*Available data*.
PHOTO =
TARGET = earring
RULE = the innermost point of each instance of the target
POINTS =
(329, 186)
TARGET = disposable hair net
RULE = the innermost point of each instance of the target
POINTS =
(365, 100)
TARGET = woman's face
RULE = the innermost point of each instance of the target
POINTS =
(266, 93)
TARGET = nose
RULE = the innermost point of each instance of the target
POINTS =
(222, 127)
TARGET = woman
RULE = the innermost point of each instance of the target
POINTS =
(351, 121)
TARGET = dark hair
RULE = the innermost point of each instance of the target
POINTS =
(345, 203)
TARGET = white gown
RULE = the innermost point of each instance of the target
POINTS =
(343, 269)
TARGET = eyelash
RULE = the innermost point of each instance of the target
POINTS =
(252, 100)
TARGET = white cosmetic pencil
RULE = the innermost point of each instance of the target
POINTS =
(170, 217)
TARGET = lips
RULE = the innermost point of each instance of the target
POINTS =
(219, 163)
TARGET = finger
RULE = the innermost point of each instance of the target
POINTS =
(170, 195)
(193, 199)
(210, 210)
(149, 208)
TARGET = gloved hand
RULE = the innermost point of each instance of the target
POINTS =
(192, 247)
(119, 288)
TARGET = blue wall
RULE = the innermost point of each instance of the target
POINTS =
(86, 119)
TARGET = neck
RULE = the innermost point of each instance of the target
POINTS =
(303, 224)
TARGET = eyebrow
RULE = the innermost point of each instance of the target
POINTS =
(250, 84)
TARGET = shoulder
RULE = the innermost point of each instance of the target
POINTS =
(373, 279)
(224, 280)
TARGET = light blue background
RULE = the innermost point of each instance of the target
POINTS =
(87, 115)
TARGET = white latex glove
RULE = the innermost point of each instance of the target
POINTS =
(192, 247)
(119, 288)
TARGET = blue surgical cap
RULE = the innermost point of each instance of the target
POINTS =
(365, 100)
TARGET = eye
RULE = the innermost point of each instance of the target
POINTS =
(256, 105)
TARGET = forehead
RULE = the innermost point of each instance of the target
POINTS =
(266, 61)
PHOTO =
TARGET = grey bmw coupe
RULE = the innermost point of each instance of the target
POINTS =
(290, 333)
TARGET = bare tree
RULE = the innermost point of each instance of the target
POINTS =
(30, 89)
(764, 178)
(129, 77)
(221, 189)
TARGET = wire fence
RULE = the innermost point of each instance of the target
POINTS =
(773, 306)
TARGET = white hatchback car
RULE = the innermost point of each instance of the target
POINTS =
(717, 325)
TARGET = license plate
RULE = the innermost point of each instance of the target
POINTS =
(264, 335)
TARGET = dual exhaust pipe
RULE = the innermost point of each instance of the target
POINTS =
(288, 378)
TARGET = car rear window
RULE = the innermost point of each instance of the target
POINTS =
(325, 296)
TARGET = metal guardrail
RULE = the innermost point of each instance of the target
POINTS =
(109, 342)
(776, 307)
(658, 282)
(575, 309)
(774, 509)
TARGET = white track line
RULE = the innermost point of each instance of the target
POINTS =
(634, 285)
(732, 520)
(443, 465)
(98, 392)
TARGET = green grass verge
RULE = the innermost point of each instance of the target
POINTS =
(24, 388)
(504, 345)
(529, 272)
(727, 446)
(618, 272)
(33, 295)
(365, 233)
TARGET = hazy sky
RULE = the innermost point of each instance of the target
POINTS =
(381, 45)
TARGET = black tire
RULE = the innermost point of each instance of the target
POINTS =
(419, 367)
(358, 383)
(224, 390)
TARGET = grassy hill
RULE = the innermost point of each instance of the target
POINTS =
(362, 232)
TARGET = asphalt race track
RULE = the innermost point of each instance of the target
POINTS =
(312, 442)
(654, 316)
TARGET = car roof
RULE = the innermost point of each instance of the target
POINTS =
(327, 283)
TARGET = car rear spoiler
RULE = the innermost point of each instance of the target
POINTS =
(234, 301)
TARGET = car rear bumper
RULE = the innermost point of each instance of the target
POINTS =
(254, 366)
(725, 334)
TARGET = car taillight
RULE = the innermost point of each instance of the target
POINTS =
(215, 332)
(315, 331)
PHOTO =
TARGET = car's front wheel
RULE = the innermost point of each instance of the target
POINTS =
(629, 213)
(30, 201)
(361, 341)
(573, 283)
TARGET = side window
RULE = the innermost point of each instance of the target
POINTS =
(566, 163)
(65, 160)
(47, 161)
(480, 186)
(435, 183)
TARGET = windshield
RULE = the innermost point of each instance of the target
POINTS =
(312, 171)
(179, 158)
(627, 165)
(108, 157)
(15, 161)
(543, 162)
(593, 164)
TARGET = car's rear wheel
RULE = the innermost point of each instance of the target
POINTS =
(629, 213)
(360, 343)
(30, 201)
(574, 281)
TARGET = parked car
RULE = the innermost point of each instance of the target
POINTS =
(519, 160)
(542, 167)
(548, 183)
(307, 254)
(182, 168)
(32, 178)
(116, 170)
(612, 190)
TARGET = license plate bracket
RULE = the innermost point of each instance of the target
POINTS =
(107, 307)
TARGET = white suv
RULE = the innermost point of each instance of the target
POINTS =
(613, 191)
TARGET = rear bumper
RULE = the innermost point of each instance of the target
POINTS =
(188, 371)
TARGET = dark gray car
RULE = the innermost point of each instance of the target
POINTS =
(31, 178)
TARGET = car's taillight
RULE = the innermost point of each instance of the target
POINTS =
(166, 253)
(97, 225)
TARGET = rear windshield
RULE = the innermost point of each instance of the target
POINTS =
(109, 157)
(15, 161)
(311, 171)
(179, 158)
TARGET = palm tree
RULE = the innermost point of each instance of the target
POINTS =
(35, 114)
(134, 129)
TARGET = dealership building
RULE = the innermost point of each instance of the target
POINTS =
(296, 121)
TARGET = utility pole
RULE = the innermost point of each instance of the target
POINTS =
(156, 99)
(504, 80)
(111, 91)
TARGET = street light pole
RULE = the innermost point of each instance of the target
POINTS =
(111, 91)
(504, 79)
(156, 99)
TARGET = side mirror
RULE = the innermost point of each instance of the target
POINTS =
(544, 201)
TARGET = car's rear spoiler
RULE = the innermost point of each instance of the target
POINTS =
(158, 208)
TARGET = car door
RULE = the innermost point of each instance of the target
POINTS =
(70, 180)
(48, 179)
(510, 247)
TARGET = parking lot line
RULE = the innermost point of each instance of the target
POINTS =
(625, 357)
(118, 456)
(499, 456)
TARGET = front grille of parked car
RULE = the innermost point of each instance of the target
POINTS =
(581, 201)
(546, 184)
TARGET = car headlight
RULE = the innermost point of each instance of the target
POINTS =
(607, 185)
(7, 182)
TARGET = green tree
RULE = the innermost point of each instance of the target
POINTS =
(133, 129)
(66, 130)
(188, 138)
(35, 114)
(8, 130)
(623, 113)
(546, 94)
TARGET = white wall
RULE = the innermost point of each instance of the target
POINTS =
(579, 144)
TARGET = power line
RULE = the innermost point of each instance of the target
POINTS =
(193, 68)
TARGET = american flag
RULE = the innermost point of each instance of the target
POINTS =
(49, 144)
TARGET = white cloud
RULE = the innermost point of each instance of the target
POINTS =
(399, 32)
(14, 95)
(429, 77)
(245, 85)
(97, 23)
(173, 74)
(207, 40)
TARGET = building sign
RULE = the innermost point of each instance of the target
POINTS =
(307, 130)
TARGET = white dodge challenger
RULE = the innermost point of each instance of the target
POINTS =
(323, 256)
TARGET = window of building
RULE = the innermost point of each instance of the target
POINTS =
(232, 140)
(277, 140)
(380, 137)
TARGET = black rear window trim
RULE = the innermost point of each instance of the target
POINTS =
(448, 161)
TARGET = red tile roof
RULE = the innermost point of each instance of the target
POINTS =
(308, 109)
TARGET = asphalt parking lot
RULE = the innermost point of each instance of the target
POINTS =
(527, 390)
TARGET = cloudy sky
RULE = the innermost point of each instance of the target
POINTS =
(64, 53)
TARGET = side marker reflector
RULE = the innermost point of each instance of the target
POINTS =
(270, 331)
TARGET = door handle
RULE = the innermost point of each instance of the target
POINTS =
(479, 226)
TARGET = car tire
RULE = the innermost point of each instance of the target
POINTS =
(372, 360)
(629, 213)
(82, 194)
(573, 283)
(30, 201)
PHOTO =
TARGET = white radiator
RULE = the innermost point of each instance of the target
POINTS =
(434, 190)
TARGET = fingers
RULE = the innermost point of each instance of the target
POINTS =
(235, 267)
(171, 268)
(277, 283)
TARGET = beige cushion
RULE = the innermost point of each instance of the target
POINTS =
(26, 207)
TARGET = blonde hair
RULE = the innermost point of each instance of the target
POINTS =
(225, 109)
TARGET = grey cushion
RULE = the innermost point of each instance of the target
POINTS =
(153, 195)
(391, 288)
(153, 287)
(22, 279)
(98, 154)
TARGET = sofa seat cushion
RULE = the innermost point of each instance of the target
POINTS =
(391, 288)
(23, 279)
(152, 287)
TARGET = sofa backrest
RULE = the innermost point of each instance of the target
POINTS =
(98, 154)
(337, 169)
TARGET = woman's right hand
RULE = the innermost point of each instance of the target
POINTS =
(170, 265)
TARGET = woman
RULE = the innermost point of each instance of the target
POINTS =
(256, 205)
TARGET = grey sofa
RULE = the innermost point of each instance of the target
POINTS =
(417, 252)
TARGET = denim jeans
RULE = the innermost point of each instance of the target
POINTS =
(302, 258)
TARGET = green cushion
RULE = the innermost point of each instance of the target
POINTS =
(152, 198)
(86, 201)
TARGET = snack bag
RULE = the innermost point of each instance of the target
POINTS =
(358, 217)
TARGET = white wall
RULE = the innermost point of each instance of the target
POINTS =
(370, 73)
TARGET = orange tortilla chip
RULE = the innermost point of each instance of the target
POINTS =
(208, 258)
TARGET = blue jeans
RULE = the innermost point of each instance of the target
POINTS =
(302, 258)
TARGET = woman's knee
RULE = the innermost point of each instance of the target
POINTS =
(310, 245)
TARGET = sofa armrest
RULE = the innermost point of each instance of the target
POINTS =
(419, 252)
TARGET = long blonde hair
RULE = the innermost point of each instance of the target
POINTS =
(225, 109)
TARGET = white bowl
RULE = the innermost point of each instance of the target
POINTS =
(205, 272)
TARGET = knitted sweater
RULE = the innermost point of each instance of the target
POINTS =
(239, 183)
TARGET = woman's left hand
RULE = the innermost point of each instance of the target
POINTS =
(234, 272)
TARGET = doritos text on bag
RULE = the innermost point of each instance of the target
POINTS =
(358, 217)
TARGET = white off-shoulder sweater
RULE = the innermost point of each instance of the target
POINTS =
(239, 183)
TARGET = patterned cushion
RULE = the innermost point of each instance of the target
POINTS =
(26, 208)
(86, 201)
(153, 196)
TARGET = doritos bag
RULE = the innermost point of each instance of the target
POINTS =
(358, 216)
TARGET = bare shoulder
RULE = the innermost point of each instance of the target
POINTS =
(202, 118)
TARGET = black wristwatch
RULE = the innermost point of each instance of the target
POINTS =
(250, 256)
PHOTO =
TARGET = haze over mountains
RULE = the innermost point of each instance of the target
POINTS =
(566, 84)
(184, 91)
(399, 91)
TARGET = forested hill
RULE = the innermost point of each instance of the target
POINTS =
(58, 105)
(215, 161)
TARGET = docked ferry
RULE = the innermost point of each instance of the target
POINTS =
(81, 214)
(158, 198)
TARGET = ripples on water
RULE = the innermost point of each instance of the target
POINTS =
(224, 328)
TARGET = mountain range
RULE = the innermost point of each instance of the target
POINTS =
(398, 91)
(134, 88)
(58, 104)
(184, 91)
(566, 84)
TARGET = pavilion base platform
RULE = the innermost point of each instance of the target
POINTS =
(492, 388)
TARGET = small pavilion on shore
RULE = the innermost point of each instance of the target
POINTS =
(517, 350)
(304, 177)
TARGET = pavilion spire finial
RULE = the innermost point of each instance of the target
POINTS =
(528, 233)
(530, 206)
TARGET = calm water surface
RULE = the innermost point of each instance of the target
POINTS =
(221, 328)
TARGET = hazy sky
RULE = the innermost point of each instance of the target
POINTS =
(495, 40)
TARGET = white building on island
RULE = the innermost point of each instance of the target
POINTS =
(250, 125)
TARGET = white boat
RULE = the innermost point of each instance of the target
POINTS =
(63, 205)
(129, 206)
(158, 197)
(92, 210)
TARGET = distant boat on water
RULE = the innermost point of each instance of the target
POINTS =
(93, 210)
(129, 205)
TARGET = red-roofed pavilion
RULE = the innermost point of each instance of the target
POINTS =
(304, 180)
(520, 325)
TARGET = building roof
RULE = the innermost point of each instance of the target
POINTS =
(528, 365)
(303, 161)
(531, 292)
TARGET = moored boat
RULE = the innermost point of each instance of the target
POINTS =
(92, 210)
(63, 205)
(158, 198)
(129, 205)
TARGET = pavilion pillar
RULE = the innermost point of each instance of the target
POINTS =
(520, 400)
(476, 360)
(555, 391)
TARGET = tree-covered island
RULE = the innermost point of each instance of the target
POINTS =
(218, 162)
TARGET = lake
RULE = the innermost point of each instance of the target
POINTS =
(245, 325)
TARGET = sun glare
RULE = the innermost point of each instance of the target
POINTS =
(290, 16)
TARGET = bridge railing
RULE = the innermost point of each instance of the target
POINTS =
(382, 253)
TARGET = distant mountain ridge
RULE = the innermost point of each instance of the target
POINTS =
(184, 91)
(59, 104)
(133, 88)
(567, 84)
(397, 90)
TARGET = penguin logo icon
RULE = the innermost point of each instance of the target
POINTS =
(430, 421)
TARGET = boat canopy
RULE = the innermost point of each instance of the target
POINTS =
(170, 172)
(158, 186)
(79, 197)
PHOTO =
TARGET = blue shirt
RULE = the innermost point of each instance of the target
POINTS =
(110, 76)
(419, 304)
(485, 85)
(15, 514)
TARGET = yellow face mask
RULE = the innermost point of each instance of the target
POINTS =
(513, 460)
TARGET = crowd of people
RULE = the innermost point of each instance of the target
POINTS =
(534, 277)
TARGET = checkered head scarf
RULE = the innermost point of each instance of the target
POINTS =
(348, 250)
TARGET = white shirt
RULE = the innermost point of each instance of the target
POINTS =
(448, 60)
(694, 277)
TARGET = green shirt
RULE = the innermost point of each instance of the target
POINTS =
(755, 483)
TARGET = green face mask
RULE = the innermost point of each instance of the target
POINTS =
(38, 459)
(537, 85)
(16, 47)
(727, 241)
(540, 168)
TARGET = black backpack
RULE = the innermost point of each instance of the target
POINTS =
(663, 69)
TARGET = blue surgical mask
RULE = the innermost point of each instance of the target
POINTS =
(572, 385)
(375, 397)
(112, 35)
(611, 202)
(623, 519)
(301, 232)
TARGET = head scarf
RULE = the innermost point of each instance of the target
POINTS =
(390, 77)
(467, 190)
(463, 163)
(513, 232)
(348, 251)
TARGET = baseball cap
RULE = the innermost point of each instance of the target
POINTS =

*Aim of the task*. Whenever the string "grey" turns up in a line of the data, copy that line.

*Result below*.
TARGET = grey bmw coupe
TARGET = grey cushion
TARGET = grey sofa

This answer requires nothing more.